> Stated problem: Rewrite everything from the line containing "Mark the tree" down to the line containing "point(747, 1056)", renaming "instance" as "occurrence" and leaving the rest unchanged.

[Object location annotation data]
━━━

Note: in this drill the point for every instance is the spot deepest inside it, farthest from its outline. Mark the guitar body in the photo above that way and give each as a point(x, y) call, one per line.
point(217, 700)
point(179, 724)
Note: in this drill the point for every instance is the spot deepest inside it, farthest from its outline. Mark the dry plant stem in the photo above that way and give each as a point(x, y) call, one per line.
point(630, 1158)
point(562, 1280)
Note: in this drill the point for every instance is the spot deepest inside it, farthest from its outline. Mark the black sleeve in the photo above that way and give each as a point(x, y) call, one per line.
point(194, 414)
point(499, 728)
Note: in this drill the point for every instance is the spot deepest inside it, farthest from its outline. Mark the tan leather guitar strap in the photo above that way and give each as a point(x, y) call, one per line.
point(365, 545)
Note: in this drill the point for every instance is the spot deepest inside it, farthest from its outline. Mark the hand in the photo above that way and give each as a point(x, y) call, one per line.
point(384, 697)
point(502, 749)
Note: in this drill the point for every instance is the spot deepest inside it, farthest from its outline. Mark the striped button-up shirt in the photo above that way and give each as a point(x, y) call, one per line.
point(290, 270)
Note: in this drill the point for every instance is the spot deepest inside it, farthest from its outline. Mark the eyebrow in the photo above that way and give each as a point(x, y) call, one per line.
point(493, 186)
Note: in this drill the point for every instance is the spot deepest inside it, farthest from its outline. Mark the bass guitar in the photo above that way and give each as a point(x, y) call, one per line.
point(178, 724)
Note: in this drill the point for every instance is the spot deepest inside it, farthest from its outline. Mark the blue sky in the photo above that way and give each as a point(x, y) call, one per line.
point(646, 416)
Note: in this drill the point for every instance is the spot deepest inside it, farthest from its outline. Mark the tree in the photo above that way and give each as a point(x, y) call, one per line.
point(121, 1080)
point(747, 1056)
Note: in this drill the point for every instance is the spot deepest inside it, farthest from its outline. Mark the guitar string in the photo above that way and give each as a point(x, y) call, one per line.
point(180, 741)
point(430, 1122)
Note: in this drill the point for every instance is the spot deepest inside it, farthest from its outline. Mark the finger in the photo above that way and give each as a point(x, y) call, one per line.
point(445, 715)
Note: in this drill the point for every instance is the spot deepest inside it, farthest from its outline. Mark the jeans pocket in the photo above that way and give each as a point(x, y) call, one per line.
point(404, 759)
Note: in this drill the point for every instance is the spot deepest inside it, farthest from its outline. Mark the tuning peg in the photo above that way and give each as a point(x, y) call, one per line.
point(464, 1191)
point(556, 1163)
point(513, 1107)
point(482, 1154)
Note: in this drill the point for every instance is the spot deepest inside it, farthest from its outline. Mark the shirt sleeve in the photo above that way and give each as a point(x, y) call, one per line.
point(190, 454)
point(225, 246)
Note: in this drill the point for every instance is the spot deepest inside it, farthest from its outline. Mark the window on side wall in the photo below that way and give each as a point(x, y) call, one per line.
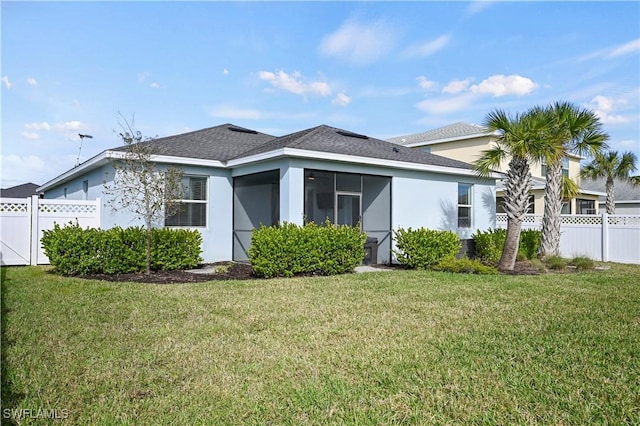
point(192, 211)
point(565, 167)
point(464, 205)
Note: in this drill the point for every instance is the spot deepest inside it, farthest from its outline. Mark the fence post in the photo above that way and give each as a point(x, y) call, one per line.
point(605, 237)
point(33, 232)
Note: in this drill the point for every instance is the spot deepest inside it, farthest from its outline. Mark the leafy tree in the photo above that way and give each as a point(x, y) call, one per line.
point(521, 142)
point(569, 129)
point(140, 186)
point(611, 165)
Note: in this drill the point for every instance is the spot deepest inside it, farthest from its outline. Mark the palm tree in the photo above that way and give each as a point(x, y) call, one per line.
point(611, 165)
point(520, 140)
point(570, 129)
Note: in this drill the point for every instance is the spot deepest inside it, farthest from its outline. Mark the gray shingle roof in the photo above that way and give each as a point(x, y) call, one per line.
point(456, 130)
point(215, 143)
point(20, 191)
point(337, 141)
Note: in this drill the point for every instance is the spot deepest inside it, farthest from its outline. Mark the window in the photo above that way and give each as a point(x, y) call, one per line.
point(565, 167)
point(192, 211)
point(464, 205)
point(586, 206)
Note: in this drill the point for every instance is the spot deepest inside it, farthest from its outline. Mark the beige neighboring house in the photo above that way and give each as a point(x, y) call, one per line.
point(465, 142)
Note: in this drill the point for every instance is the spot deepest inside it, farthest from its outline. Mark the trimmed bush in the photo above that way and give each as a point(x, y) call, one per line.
point(530, 243)
point(582, 263)
point(464, 265)
point(75, 251)
point(489, 244)
point(288, 249)
point(425, 248)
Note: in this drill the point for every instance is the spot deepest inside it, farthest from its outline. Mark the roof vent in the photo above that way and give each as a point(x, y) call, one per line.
point(351, 135)
point(242, 130)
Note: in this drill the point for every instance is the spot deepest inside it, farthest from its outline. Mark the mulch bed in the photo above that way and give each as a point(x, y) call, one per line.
point(234, 271)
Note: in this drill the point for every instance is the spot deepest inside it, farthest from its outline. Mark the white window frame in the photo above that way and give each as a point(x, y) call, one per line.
point(189, 201)
point(469, 206)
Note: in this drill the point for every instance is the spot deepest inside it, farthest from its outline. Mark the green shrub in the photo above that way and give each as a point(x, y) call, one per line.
point(76, 251)
point(582, 263)
point(530, 243)
point(289, 249)
point(464, 265)
point(424, 248)
point(556, 263)
point(73, 250)
point(489, 245)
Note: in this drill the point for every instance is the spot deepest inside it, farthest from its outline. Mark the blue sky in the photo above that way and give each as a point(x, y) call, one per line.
point(379, 68)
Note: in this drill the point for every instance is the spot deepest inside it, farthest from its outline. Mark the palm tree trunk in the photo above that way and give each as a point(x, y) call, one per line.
point(516, 201)
point(611, 199)
point(551, 221)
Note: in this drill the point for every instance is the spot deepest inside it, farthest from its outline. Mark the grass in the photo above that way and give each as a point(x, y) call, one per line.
point(399, 347)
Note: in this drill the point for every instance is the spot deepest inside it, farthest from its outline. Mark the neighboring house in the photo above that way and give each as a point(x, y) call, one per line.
point(465, 142)
point(20, 191)
point(238, 179)
point(627, 196)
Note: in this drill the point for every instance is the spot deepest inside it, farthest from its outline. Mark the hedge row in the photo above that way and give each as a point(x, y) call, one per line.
point(289, 249)
point(76, 251)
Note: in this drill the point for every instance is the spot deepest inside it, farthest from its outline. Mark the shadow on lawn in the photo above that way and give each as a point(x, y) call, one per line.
point(10, 399)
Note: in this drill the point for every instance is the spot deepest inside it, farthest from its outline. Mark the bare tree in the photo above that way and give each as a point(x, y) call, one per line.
point(139, 185)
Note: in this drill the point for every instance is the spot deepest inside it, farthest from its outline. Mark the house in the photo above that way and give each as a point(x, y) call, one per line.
point(627, 196)
point(238, 179)
point(20, 191)
point(465, 142)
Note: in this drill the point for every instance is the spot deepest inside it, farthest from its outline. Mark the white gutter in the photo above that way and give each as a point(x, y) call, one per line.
point(318, 155)
point(108, 156)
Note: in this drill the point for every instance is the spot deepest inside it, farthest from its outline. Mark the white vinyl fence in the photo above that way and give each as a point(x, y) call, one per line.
point(607, 238)
point(22, 221)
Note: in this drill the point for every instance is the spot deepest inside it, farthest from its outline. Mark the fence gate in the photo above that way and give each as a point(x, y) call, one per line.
point(23, 220)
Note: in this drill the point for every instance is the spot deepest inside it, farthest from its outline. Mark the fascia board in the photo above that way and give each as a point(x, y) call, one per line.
point(318, 155)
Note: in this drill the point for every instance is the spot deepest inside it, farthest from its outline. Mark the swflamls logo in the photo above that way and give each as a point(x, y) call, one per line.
point(40, 413)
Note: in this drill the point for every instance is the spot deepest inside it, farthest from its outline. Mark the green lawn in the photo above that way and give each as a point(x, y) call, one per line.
point(378, 348)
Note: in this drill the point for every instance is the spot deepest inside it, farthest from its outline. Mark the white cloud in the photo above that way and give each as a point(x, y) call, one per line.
point(360, 43)
point(425, 83)
point(30, 135)
point(38, 126)
point(478, 6)
point(456, 86)
point(233, 113)
point(427, 48)
point(294, 83)
point(341, 99)
point(6, 82)
point(70, 126)
point(626, 49)
point(604, 108)
point(501, 85)
point(445, 105)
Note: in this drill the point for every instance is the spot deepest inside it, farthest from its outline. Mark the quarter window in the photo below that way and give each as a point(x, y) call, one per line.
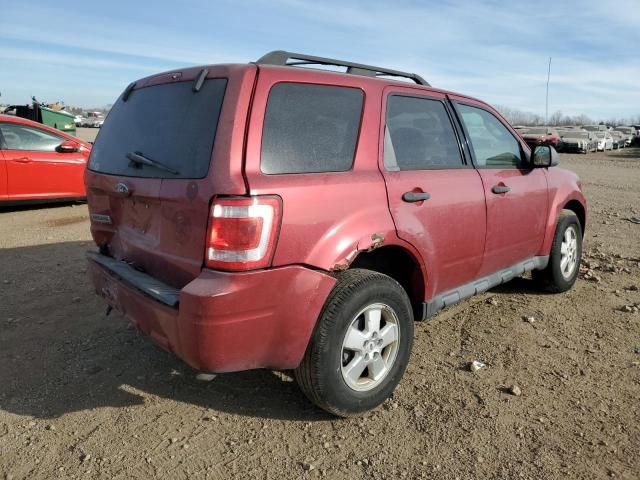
point(20, 137)
point(419, 135)
point(493, 145)
point(310, 128)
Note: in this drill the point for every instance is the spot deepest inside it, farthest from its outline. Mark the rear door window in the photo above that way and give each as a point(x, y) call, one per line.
point(310, 128)
point(493, 145)
point(169, 124)
point(419, 135)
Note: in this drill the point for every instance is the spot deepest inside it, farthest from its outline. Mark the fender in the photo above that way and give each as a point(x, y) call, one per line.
point(564, 187)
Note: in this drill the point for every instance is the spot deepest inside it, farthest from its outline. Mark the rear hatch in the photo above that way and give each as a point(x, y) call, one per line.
point(150, 178)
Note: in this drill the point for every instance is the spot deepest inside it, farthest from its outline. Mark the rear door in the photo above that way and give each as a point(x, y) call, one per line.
point(516, 193)
point(436, 198)
point(155, 216)
point(3, 174)
point(34, 168)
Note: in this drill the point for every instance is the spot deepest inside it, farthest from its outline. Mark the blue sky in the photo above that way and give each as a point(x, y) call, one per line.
point(497, 51)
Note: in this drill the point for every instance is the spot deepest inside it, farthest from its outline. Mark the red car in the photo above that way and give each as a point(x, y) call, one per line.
point(268, 215)
point(39, 163)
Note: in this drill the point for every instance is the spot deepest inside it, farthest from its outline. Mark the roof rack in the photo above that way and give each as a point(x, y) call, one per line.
point(287, 59)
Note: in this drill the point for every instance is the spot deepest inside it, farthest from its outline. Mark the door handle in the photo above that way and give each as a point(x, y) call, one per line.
point(500, 189)
point(413, 197)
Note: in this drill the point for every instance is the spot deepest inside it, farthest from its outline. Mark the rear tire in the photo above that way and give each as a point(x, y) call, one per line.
point(566, 252)
point(361, 345)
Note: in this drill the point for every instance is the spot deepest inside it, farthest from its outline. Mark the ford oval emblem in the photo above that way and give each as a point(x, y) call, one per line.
point(122, 189)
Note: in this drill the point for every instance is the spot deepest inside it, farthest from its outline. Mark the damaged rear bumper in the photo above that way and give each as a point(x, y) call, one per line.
point(221, 322)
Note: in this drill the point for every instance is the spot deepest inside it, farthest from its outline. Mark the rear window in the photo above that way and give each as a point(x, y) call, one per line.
point(168, 124)
point(310, 128)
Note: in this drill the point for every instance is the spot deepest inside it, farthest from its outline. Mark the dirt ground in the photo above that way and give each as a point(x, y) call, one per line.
point(83, 395)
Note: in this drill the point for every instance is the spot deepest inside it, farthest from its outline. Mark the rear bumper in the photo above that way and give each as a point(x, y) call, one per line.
point(225, 322)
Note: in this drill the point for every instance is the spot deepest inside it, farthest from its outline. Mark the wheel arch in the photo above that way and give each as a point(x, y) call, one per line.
point(403, 266)
point(576, 207)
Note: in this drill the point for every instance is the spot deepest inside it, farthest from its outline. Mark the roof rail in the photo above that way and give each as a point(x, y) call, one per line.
point(283, 58)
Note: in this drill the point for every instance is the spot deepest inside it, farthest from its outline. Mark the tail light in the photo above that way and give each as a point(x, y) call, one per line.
point(242, 232)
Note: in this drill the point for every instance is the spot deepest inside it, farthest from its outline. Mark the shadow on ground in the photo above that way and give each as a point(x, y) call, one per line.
point(59, 353)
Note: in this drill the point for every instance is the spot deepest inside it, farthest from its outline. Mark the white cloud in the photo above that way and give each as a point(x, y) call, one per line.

━━━

> Written answer:
Note: in this drill the point for every occurrence is the spot deepest inside it, farthest from its outline. Mark the tree in the photo above that way and give each as a point(x, y) call, one per line.
point(121, 1080)
point(747, 1056)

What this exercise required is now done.